Start of Rows

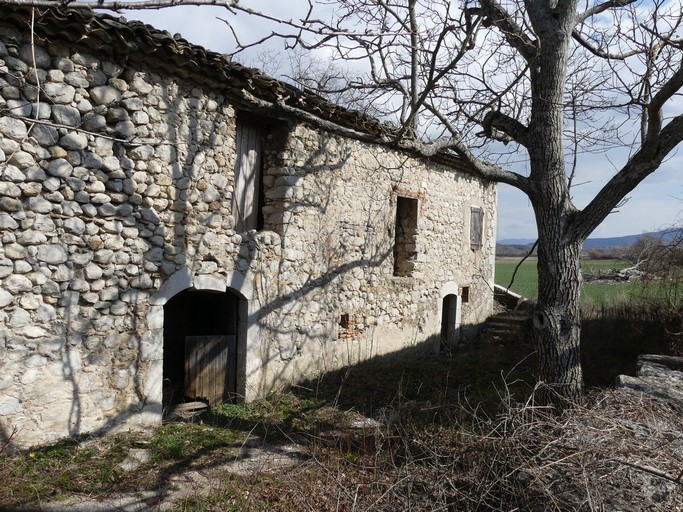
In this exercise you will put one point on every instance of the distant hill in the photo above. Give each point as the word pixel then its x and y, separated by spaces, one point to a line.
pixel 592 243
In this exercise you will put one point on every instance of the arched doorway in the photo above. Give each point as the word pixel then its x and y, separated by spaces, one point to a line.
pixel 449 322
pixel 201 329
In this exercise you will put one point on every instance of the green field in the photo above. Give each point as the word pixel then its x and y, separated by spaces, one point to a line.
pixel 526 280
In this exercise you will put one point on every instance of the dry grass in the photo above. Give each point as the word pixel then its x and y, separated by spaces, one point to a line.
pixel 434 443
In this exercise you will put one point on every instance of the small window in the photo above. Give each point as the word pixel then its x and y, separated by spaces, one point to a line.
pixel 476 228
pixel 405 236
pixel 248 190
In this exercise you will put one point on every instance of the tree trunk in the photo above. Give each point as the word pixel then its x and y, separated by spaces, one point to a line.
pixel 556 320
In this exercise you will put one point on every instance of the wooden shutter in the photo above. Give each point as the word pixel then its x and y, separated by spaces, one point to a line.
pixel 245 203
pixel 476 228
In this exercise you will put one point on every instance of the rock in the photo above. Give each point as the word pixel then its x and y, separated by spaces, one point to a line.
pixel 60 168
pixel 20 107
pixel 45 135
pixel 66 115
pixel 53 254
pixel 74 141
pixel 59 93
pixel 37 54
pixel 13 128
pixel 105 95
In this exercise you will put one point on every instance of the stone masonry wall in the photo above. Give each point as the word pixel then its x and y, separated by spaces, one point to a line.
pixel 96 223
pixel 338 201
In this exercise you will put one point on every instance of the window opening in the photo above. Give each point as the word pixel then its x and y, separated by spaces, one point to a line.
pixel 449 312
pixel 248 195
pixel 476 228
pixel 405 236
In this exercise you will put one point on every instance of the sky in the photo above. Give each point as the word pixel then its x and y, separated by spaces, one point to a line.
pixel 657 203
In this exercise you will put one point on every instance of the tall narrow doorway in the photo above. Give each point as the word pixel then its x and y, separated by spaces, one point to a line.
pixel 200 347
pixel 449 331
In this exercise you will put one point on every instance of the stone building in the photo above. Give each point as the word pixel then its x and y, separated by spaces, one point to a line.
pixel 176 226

End of Rows
Start of Rows

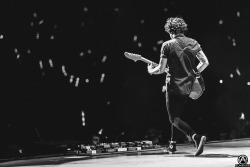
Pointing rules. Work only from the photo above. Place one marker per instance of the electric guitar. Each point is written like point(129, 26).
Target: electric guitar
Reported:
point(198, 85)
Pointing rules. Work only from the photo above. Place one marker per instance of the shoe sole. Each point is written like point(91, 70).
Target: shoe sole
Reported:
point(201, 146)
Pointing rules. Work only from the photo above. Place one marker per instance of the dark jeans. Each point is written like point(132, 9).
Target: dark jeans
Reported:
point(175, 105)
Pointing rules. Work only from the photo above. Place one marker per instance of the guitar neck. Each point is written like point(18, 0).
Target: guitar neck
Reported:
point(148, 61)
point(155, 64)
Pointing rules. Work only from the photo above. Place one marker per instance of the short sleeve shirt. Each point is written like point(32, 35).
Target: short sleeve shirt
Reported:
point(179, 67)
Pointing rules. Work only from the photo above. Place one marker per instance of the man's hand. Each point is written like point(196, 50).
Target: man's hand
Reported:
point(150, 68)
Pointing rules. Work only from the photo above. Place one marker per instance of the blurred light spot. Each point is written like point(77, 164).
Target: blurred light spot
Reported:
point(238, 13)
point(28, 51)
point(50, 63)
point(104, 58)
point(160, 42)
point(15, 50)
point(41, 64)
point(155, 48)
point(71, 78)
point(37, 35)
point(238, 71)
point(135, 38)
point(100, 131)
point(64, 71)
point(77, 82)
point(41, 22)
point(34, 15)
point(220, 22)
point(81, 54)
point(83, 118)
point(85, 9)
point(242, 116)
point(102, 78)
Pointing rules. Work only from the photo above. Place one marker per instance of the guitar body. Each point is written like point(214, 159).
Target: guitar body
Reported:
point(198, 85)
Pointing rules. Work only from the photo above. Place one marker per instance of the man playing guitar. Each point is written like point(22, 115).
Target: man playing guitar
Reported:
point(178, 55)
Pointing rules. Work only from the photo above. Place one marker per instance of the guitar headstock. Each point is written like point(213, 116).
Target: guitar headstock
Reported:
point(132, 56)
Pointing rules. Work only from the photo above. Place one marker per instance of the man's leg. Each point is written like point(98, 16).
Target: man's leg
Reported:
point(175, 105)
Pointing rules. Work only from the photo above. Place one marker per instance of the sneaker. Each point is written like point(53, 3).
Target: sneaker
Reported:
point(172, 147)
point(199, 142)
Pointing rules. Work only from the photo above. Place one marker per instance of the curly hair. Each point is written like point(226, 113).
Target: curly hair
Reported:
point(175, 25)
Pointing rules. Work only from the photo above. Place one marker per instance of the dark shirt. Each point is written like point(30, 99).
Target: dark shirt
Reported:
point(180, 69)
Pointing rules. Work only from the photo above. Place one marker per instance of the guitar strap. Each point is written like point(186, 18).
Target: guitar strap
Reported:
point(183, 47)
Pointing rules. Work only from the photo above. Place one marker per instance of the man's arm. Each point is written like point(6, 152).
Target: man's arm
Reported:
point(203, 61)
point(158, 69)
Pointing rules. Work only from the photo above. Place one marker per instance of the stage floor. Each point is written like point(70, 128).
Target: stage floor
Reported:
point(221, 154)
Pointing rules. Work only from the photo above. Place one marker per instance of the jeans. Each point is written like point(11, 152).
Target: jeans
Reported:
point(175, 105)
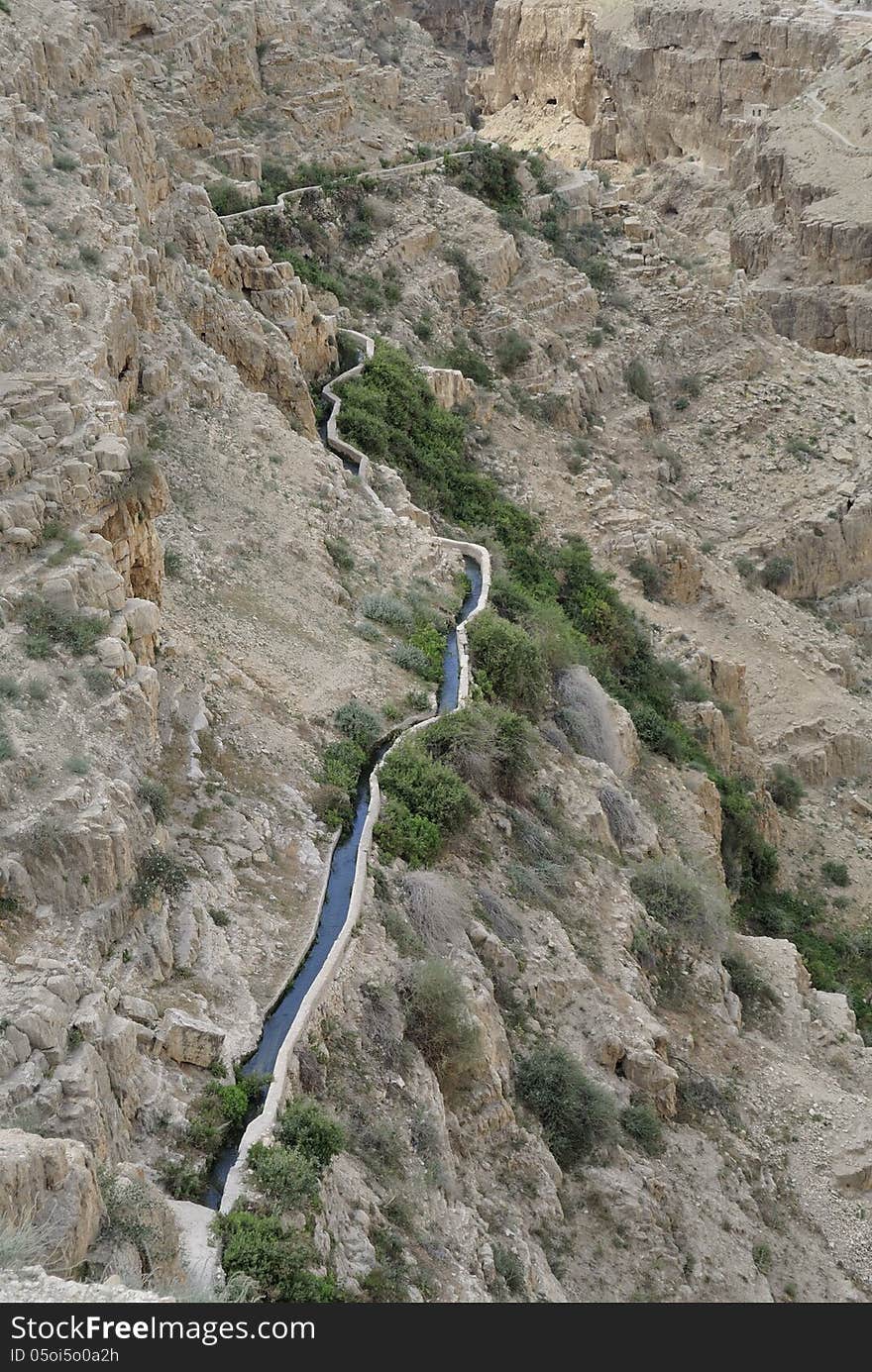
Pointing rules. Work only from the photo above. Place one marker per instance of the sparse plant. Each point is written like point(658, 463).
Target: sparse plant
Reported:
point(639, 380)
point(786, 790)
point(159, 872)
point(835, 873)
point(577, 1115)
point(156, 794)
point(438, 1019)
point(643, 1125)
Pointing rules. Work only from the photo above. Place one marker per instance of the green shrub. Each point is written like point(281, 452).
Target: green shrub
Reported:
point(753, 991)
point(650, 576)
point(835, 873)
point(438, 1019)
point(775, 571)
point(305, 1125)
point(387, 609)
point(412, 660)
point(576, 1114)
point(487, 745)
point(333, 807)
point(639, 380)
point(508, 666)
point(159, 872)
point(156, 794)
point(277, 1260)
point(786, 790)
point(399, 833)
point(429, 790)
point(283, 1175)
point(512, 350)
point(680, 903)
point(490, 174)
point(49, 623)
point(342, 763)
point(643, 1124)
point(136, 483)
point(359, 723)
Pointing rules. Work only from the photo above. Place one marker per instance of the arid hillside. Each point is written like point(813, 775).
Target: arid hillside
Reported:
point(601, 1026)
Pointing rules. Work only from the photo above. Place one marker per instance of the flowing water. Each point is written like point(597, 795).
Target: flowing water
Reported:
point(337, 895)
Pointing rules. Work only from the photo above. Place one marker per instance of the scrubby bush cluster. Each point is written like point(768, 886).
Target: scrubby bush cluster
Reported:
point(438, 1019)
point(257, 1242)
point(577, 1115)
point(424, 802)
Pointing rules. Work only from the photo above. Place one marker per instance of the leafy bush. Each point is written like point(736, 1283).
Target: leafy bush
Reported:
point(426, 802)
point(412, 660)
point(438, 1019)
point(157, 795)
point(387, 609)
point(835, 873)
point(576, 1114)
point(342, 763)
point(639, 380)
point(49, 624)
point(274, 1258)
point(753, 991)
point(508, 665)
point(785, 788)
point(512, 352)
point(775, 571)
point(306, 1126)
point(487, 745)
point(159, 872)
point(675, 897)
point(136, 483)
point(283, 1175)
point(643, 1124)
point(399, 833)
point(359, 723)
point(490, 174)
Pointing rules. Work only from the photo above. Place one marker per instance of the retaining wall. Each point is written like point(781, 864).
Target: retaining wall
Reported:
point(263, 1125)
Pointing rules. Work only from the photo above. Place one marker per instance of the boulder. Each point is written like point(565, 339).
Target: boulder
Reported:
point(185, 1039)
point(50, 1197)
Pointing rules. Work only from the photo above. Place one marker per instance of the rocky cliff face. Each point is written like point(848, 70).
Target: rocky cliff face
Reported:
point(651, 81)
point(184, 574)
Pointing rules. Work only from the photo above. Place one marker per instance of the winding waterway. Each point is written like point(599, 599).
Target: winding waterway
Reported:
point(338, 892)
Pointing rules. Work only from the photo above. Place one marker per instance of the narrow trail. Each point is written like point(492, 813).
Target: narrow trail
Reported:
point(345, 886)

End of Rows

What to work on
Repeat the items starting with the line that contains "of the distant" and going on through the line that contains "pixel 556 320", both of those lines included.

Final result
In this exercise you will put one point on every instance of the distant hill in the photo above. Give each point as the word pixel then its x and y, separated by spaces, one point to a line.
pixel 592 243
In this exercise you will put one point on every instance of the arched doorway in the photo above. Give each point as the word pixel then its x and y, separated by spaces, one point to a line.
pixel 449 322
pixel 201 329
In this exercise you will put one point on every instance of the green field in the photo above. Give each point as the word pixel then its x and y, separated by spaces, one point to a line.
pixel 526 280
In this exercise you will put one point on every instance of the dry grass in the photo above. Give each point as the word pixel then its x and y, separated by spaces, one point to a line.
pixel 434 443
In this exercise you will put one point on every instance of the small window in the photo above. Give each point as the word pixel then its x and y, separated by spaces, one point to a line.
pixel 476 228
pixel 405 236
pixel 248 190
In this exercise you will put one point on every instance of the tree trunk in the photo above. Give each point as the word pixel then its x and y, separated by spaces, one point to a line.
pixel 556 320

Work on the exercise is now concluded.